*Provided text*.
On Saturday night, House Republicans declared victory in the shutdown wars—again. The Senate had given them a short-term continuing resolution that would fund the government until Nov. 15—funding everything, including the implementation of Obamacare. House Republicans responded with what several insisted was a “compromise.” The government would be funded through Dec. 15, but Obamacare would be delayed for another a year.

What made this a “compromise,” anyway? It hadn’t been negotiated with Democrats; it had actually been pre-denounced, even by Democratic senators in conservative states.

“Sometimes I go back to basic civics,” said Ohio Rep. Jim Jordan. “We’re the House of Representatives. We’re the body that’s supposed to be closer to the people. That’s why the Founders gave a chance for the people to throw us out every two years. That’s why when you go home for five weeks and you hear from people that this law is not ready, that has an impact.”

*Extracted information*.

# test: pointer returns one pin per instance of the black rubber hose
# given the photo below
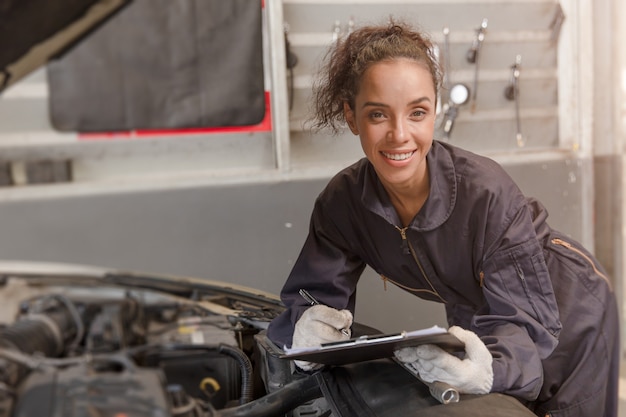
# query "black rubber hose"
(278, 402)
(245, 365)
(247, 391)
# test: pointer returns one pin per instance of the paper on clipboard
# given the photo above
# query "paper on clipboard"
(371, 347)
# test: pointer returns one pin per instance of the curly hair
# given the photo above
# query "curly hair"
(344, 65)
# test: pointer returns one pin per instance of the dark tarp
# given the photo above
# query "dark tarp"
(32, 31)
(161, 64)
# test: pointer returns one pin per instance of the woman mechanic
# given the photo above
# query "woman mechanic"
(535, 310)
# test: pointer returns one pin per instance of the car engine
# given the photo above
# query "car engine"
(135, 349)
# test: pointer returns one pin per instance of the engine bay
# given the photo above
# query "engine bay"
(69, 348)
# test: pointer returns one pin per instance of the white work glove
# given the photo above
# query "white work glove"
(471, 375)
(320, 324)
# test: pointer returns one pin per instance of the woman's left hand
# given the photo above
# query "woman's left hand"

*Aim of the exercise*. Rewrite the stretch of the shutdown passage from "On Saturday night, House" through "in conservative states.", changing "continuing resolution" to "spending bill". The listing plays no part in this.

*Correct answer*.
On Saturday night, House Republicans declared victory in the shutdown wars—again. The Senate had given them a short-term spending bill that would fund the government until Nov. 15—funding everything, including the implementation of Obamacare. House Republicans responded with what several insisted was a “compromise.” The government would be funded through Dec. 15, but Obamacare would be delayed for another a year.

What made this a “compromise,” anyway? It hadn’t been negotiated with Democrats; it had actually been pre-denounced, even by Democratic senators in conservative states.